Named-object pointing records
╭──
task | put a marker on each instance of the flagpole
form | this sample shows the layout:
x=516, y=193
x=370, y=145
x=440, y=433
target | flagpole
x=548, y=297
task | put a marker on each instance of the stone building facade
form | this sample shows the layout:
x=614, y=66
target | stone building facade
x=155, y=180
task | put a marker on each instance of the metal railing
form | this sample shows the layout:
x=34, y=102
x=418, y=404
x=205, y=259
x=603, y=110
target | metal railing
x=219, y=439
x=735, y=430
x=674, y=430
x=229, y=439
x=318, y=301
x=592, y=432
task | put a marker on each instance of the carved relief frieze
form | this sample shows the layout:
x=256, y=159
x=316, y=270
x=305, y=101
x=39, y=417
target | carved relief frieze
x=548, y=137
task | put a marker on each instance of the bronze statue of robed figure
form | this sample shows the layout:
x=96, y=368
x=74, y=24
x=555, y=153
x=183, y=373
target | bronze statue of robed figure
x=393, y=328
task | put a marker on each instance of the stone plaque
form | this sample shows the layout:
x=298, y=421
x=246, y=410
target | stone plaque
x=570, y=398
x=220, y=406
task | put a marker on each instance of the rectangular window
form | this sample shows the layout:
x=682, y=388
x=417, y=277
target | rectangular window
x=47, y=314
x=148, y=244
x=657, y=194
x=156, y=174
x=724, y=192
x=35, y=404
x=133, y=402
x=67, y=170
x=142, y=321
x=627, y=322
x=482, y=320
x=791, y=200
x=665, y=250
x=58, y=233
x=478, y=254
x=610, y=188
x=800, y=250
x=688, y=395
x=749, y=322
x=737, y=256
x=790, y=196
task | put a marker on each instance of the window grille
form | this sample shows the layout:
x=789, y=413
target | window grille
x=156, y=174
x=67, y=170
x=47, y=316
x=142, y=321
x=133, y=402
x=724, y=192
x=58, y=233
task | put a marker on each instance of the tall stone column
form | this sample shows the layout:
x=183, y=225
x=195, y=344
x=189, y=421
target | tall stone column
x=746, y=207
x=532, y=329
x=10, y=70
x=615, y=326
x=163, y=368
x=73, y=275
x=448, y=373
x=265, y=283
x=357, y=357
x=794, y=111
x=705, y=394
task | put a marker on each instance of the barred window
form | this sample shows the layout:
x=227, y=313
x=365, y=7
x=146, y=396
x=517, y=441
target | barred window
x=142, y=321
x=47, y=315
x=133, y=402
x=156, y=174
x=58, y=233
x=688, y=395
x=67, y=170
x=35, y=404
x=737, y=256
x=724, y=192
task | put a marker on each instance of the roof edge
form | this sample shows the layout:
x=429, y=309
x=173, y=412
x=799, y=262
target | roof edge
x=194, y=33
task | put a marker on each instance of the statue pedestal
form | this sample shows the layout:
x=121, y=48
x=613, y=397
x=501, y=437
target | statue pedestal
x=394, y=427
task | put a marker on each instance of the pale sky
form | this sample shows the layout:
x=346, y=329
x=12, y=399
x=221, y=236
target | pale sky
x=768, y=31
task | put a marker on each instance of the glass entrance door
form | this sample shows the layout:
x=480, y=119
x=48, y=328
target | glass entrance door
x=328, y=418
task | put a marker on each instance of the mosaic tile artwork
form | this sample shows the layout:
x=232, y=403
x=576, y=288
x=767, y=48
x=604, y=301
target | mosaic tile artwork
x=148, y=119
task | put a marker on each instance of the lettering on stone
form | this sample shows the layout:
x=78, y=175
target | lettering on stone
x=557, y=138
╰──
BRIEF: Write the lines of the material above as a JSON list of strings, one string per line and no blank lines, starting with the line that contains "task | put a marker on each instance of the bronze" and going on through the line that contains "x=220, y=406".

ANSWER BELOW:
[
  "task | put a marker on each instance of the bronze statue of robed figure",
  "form | this sample shows the layout:",
  "x=96, y=368",
  "x=74, y=24",
  "x=555, y=153",
  "x=183, y=373",
  "target | bronze statue of robed figure",
  "x=393, y=328",
  "task | put a marker on each instance of the stone plaque",
  "form | this sample shows the layout:",
  "x=298, y=421",
  "x=246, y=410",
  "target | stone plaque",
  "x=570, y=398",
  "x=220, y=406"
]